Would you copy only the lines below, beginning with the one that contains "Pin every instance of the driftwood" and running through the last entry line?

+++ INPUT

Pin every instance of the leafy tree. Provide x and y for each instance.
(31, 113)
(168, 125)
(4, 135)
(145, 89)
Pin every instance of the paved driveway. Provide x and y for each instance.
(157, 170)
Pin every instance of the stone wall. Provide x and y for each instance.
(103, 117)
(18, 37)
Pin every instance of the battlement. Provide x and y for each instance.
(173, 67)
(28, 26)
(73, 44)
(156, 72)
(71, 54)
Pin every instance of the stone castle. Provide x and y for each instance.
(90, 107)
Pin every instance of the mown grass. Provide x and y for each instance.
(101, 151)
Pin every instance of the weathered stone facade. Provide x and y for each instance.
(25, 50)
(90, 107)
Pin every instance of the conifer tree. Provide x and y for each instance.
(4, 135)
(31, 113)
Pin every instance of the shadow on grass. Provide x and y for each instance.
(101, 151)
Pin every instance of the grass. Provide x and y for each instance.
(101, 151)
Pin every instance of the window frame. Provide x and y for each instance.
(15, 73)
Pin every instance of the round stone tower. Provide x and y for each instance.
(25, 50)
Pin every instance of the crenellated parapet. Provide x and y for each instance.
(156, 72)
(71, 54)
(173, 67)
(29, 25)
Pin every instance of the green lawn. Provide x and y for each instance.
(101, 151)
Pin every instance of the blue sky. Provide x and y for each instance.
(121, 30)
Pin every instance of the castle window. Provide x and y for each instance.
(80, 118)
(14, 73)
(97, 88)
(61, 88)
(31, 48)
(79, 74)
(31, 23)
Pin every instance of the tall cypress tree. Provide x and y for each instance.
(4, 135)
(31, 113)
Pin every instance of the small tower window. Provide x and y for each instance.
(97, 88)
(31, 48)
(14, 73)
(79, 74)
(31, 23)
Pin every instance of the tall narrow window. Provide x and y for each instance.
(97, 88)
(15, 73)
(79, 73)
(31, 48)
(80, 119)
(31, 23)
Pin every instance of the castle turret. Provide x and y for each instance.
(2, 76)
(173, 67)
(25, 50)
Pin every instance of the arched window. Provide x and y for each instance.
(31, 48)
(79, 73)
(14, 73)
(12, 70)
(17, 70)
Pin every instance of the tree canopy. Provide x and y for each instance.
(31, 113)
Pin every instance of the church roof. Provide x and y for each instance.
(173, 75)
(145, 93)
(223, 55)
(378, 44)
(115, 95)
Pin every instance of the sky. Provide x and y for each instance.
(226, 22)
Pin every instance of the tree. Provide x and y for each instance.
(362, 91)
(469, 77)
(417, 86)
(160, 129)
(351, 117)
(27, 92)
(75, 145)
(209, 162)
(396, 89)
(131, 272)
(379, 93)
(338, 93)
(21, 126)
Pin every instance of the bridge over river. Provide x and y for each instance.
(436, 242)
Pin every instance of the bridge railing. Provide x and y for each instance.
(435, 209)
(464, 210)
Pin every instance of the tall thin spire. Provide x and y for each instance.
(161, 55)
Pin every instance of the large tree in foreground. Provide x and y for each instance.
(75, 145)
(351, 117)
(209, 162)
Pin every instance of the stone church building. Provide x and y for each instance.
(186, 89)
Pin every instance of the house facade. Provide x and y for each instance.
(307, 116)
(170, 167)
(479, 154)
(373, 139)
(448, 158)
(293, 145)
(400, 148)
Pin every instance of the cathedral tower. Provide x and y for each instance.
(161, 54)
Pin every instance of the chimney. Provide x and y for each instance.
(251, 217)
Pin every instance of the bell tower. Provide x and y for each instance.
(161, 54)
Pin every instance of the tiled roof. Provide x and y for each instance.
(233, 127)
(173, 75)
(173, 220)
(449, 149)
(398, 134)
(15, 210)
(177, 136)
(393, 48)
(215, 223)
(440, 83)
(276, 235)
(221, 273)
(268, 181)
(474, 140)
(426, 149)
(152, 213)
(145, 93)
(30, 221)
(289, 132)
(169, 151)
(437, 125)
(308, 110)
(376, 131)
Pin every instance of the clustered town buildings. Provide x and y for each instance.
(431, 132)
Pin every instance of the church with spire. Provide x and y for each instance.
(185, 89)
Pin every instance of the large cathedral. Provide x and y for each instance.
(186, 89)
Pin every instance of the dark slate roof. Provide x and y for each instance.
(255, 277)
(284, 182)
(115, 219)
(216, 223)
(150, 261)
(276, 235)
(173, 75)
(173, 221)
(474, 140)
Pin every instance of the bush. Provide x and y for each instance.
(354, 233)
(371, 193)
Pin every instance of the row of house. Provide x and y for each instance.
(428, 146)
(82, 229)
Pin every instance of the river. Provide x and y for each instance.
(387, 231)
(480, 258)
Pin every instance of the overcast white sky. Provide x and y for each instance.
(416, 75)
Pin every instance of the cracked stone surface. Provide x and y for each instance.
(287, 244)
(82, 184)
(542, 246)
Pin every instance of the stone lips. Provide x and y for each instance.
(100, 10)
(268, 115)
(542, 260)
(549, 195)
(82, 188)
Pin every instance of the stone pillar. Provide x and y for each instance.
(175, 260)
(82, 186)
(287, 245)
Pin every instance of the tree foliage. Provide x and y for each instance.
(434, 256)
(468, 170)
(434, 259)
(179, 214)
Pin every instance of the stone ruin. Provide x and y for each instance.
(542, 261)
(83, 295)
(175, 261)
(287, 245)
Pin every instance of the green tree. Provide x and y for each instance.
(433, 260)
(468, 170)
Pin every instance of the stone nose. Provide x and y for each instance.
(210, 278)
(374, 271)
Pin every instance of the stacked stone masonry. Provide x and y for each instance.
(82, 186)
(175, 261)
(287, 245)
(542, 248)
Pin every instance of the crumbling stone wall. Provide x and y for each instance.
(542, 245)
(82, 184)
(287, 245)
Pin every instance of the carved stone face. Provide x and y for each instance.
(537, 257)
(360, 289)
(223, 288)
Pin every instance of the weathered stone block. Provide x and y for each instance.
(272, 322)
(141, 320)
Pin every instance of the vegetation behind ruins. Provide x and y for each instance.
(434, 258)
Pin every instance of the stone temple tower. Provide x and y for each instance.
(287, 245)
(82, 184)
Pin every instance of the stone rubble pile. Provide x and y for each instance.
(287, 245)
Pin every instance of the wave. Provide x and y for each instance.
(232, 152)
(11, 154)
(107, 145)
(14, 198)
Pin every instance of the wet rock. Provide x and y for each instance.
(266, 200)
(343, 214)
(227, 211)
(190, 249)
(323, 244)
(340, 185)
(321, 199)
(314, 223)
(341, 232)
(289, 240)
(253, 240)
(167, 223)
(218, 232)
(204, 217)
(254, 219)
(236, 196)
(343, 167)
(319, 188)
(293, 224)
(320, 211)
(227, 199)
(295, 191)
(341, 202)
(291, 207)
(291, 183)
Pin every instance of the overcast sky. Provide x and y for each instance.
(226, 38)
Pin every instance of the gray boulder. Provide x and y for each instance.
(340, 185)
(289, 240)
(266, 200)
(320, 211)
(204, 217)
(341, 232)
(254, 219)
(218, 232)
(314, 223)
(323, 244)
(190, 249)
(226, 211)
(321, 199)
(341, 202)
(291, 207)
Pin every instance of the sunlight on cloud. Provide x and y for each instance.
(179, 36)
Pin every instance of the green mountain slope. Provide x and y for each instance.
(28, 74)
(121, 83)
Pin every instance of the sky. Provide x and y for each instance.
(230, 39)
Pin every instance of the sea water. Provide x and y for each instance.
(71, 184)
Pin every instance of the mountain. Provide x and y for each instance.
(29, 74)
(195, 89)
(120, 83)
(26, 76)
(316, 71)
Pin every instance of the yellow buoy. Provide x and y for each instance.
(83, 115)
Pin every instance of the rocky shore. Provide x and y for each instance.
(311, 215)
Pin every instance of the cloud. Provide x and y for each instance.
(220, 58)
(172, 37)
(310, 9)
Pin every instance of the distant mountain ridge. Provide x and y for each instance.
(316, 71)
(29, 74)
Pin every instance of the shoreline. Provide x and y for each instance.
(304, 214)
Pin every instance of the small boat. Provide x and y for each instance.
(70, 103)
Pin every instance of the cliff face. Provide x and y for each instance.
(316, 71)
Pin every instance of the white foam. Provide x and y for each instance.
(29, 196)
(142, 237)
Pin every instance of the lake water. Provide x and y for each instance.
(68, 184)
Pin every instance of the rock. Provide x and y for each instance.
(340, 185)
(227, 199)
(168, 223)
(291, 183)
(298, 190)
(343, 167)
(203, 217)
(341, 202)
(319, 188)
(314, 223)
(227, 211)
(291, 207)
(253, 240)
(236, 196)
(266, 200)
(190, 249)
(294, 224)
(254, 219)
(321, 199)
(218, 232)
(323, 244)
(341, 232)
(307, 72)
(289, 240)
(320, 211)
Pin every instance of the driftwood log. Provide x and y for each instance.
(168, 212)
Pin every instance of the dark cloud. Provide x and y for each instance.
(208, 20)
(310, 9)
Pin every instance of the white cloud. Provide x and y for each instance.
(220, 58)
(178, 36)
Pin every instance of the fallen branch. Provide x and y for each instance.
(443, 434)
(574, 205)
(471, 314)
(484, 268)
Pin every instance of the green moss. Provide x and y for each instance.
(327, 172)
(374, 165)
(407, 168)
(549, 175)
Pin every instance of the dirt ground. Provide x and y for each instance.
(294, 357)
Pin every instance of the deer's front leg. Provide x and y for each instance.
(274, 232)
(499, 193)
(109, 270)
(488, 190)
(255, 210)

++++++

EXERCISE ANSWER:
Pin every instance of the driftwood log. Provide x and y for each instance.
(168, 212)
Pin every instance of the dark cloud. Provide x and y for each instance.
(208, 20)
(310, 9)
Pin every instance of the white cloud. Provide x and y for each instance.
(220, 58)
(178, 36)
Pin every instance of the fallen branch. Provide x and y for each instance.
(443, 434)
(574, 205)
(471, 314)
(484, 268)
Pin every instance of the green moss. Provide x and y for each instance.
(327, 172)
(374, 165)
(407, 168)
(549, 175)
Pin every instance of the dirt ground. Provide x and y for each instance.
(294, 357)
Pin every instance of the deer's front leg. Provide x and y for each instance.
(274, 232)
(499, 193)
(109, 270)
(488, 190)
(255, 210)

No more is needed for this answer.